• TASK ITEM
How would this sentence from the news report on the trans-Tasman travel bubble read in Spanish: "The Government had agreed in principle in December to establish a travel bubble with Australia by the end of March."?

April is a reasonable time frame to expect a two-way Trans-Tasman bubble, 1 NEWS understands, with optimism high around its creation in both Australia and New Zealand.
A paper to sign off on the bubble would likely need to be taken to New Zealand's Cabinet as soon as next week if a bubble was to be formed at some point in April.
1 NEWS has spoken to multiple sources who say while the will to create a bubble was strong on both sides of the Tasman, there were issues including the risks of borders being shut if there were further outbreaks of Covid-19.
Questions have been raised around what would happen if flights were cancelled and Kiwis became stuck in Australia or Australians were stuck in New Zealand - or if those stuck needed to isolate.
This point was stressed by Prime Minister Jacinda Ardern at her post-Cabinet press conference this week.
She said the country needed to be prepared, even if the bubble did open, for flights to shut down over issues in Australia.
"You would certainly hear concerns over people being stranded".
1 NEWS also understands another issue was which country would foot the bill for the costs around a potential outbreak while a bubble is in place.
Australia is also working through how federal legislation would affect the rights of states to set their own rules.
Time frames around the creation of a two-way bubble with Australia have already been discussed and not met.
At the start of February, Jacinda Ardern said "things have changed" around the trans-Tasman bubble target in light of a Sydney outbreak.
The Government had agreed in principle in December to establish a travel bubble with Australia by the end of March.
National had been pushing for the creation of a bubble, launching a petition this week, while leader Judith Collins said "we're going to end up with the death of Queenstown" if one isn't opened soon.

• GIVEN DATA
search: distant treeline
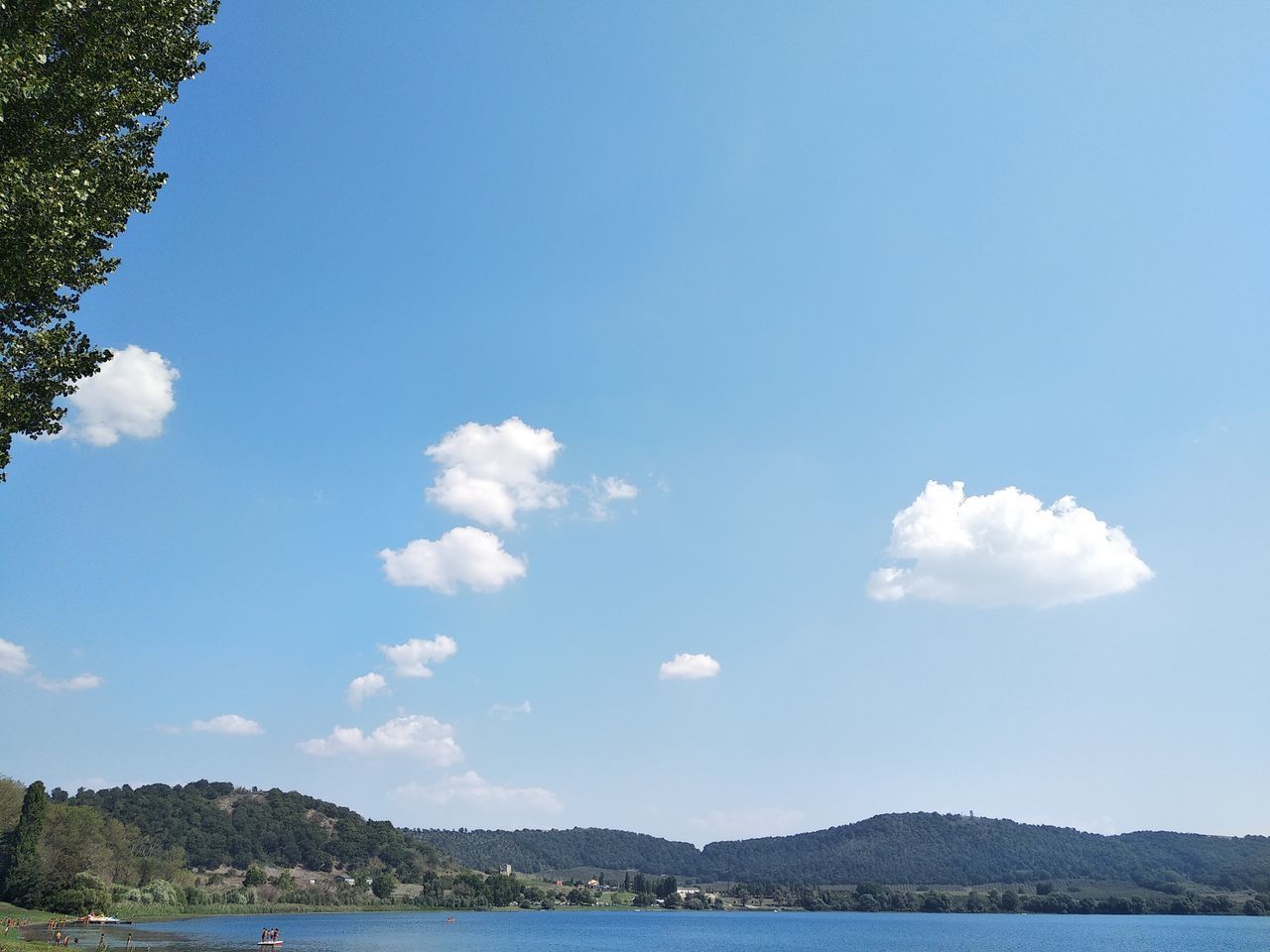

• SOLUTION
El Gobierno había acordado en principio en diciembre establecer una burbuja de viaje con Australia para finales de marzo.